Top of Study text

The stress of good things

This is a first world problem, the stress that a happy event can bring about. But good things can be stressful too.

I experienced it recently. I had my second book published on the 23rd January: a book about mental health aimed at 10 year olds and above (available here!) I really enjoyed writing it, and I care very much about young people having access to clear information about mental health. So many conversations are around, but when I went to a local primary school there was still a lot of confusion between mental health and mental illness, and lots of questions that hadn’t been answered: can you catch it? can you die from it? what has it got to do with the brain? 

Writing is one of my favourite things to do, and talking with young people is another, so this book was really fun. It’s part of a series, originally created by Michael Rosen and Anne Marie Young, that tries to answer big questions honestly for children on a range of topics. All the books include multiple perspectives. The book I wrote was much, much, richer as the result of the eight contributors who wrote words and donated pictures, and the many other people whose quotes and illustrations were included, or who read and commented on early drafts. It was a real collaboration. 

And yet… despite how fun the book was to write, and how pleased I was that it was coming out, in the run up to it being published I had mixed feelings. I was excited, and also worried. In the weeks before publication I often woke up at 5am, lying there in the dark, busy with my own worst case scenarios: someone reading it with shock and saying “How could you have left this really important thing out of it?”, or someone reading it with horror and saying “you’ve said this, to ten years olds, call yourself a clinical psychologist, this is appalling”. These simultaneous fears of having left something out or put something terrible in amounted to the same thing really – feeling exposed, fearing disapproval, or worse, that somehow I would say something which hurt or alienated someone unintentionally.

My partner reminded me that I had felt this way with the first book too. It’s true, I remember speed-reading the whole of Blueprint cover to cover when my copy arrived to check I hadn’t accidentally included some obscenity or just written “la la la la la la” somewhere. A few months after Blueprint came out I also then had a phase of feeling like no one had read it, so perhaps that phase is still on its way…

It’s a brilliant thing to be published – it’s a real privilege to get backing for your words, help from other people to get them out in the world. And, at the same time, it’s also exposing. Events that we want to happen can still knock us off balance and cause feelings of stress. The Holmes-Rahe Stress Inventory, which measures common stressful life events, includes positive events such a getting a promotion, having a baby, and moving somewhere you want to move to. Maybe creating something and putting it out there should be on the list too.

Bottom of Study text
Top of Supplied data

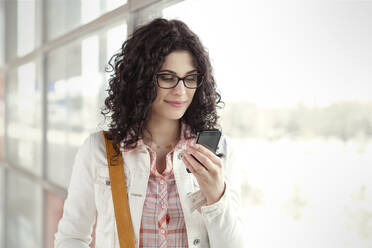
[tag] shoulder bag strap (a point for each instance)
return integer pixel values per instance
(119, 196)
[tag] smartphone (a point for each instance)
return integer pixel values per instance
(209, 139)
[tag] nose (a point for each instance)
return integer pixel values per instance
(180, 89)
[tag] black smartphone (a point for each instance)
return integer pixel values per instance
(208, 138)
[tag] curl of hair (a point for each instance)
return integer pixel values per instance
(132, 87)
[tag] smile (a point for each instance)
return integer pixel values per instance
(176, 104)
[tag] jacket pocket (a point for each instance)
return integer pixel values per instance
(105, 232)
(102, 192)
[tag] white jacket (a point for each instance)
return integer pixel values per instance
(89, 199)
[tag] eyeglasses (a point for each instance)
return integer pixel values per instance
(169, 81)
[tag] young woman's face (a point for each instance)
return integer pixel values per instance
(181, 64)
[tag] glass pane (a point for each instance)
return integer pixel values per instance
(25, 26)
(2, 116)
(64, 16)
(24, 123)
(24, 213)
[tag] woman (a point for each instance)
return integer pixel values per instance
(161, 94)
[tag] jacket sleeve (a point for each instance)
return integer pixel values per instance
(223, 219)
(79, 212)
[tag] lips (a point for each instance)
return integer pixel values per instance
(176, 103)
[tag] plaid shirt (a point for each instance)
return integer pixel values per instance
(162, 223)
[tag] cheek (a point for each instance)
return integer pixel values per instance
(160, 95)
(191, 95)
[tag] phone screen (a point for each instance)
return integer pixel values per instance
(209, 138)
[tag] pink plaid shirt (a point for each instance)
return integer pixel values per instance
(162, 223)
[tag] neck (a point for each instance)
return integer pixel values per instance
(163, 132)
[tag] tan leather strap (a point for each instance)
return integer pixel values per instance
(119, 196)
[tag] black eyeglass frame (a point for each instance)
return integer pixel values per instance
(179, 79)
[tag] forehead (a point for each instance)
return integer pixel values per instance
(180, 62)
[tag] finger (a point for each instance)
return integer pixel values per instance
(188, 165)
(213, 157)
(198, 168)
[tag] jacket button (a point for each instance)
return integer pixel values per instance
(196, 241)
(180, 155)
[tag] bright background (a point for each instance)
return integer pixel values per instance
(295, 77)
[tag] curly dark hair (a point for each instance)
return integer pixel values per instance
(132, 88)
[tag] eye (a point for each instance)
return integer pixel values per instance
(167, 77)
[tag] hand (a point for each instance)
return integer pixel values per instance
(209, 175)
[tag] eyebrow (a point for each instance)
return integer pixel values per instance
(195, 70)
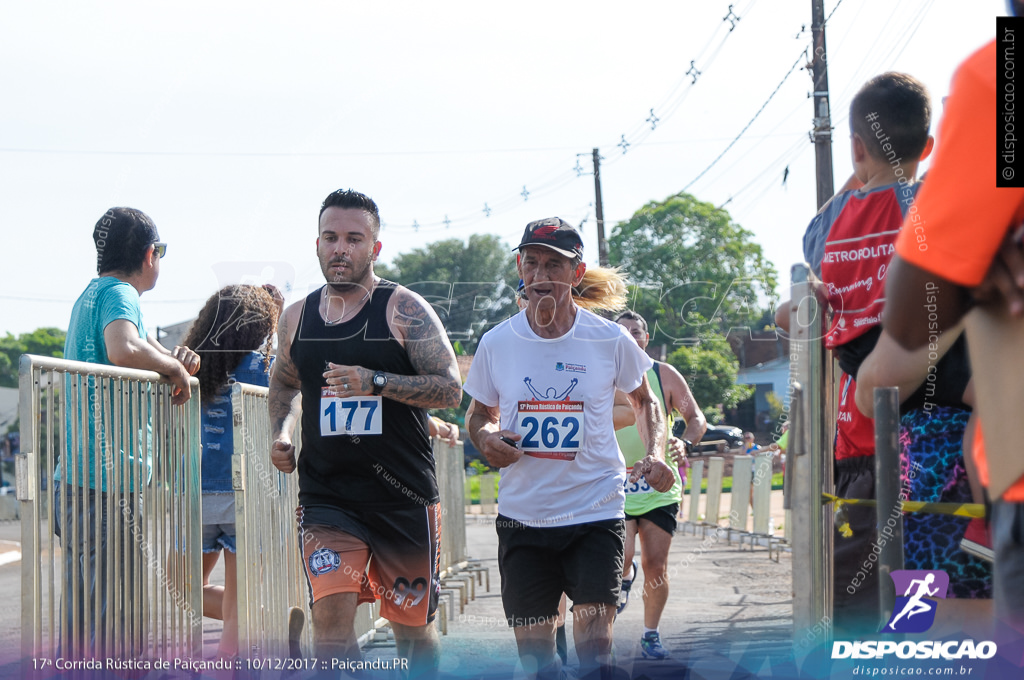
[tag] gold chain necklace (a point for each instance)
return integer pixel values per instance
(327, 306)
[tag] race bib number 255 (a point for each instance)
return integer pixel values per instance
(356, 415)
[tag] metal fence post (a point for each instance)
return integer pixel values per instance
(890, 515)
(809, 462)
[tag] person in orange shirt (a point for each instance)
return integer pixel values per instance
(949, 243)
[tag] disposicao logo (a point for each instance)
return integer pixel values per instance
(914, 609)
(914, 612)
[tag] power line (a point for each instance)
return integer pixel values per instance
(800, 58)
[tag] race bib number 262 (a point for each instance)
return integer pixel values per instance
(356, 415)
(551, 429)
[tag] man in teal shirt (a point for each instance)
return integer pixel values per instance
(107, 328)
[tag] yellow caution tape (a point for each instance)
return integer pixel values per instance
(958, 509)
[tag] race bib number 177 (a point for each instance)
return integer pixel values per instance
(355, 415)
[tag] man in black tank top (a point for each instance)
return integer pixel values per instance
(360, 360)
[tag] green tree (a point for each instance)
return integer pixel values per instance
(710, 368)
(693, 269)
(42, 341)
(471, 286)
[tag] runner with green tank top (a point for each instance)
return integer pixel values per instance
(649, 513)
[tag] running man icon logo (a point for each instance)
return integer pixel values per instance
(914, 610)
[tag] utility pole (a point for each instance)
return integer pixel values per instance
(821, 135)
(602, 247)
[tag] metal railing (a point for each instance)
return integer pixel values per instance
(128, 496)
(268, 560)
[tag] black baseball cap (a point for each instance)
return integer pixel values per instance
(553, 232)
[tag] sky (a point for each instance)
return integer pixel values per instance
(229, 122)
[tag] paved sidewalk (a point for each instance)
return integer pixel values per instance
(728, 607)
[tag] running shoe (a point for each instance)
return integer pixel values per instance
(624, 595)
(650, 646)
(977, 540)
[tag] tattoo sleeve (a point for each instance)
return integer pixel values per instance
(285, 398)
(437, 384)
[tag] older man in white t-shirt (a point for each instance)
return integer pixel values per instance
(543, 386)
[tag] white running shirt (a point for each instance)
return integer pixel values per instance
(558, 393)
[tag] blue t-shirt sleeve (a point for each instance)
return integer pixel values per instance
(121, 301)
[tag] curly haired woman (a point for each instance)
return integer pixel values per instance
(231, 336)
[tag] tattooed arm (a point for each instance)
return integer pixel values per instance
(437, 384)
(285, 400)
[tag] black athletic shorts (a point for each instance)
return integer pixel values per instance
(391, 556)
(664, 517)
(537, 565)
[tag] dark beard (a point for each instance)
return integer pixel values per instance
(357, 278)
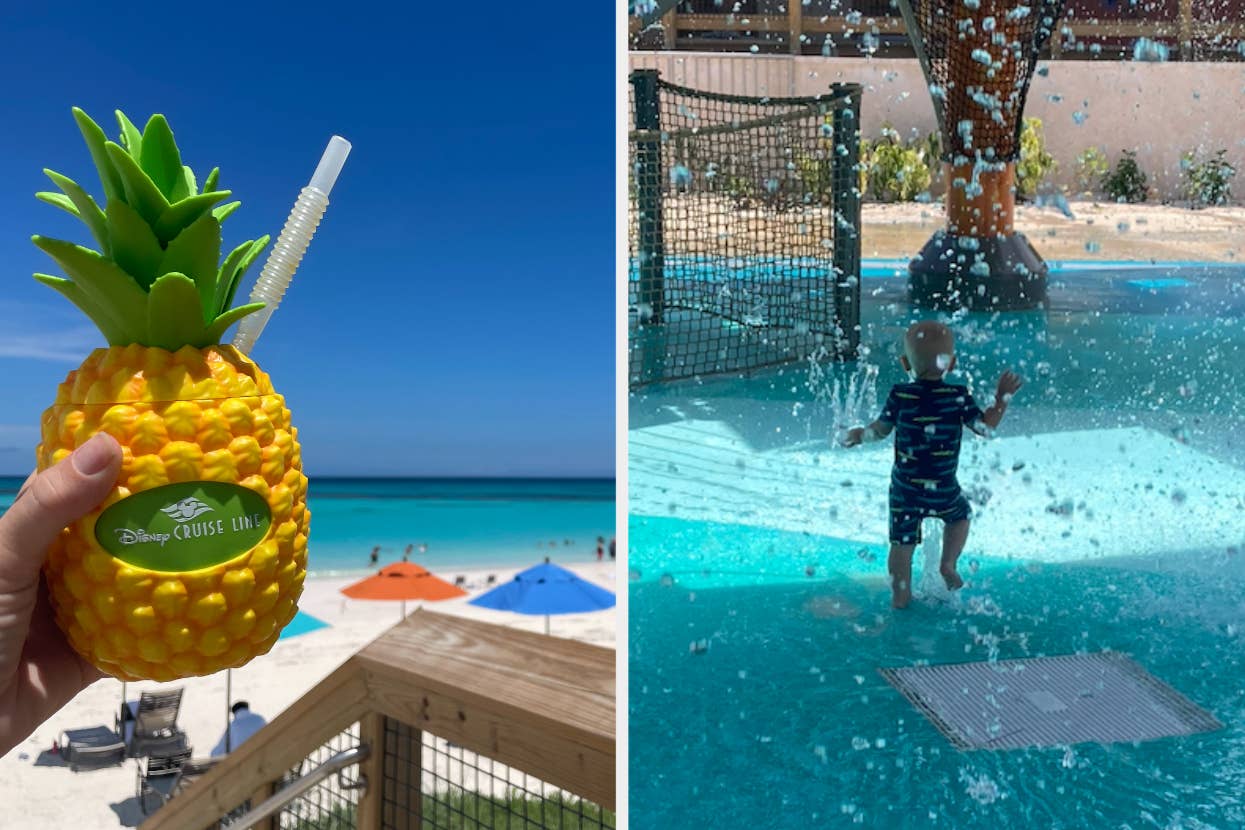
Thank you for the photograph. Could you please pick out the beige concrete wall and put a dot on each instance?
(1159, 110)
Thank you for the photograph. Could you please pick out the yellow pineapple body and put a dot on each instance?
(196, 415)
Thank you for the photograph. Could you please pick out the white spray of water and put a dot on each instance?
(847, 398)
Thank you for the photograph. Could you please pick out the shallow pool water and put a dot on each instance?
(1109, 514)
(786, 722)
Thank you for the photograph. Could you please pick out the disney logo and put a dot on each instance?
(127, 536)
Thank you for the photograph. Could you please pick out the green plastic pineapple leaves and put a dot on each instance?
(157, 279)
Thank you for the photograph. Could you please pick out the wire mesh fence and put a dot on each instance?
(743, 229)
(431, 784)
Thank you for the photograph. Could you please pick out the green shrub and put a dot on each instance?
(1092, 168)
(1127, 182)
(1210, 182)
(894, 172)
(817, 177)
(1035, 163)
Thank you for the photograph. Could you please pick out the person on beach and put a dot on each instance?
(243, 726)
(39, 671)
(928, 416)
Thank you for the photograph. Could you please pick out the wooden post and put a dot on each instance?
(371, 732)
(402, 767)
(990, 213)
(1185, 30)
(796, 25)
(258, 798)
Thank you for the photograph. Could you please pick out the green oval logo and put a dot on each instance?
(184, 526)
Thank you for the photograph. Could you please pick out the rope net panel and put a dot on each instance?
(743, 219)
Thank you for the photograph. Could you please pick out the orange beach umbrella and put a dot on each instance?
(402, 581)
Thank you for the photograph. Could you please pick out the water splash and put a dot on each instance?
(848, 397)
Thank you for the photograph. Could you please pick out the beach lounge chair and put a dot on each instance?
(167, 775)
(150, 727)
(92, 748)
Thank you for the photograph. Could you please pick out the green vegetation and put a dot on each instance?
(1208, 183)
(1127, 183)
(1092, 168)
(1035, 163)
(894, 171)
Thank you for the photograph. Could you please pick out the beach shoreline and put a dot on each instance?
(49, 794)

Bottom of Supplied data

What to produce: Please update the section of the piece on the stress of good things starting at "Writing is one" and ending at "a real collaboration.", putting "participants" in place of "contributors".

Written answer:
Writing is one of my favourite things to do, and talking with young people is another, so this book was really fun. It’s part of a series, originally created by Michael Rosen and Anne Marie Young, that tries to answer big questions honestly for children on a range of topics. All the books include multiple perspectives. The book I wrote was much, much, richer as the result of the eight participants who wrote words and donated pictures, and the many other people whose quotes and illustrations were included, or who read and commented on early drafts. It was a real collaboration.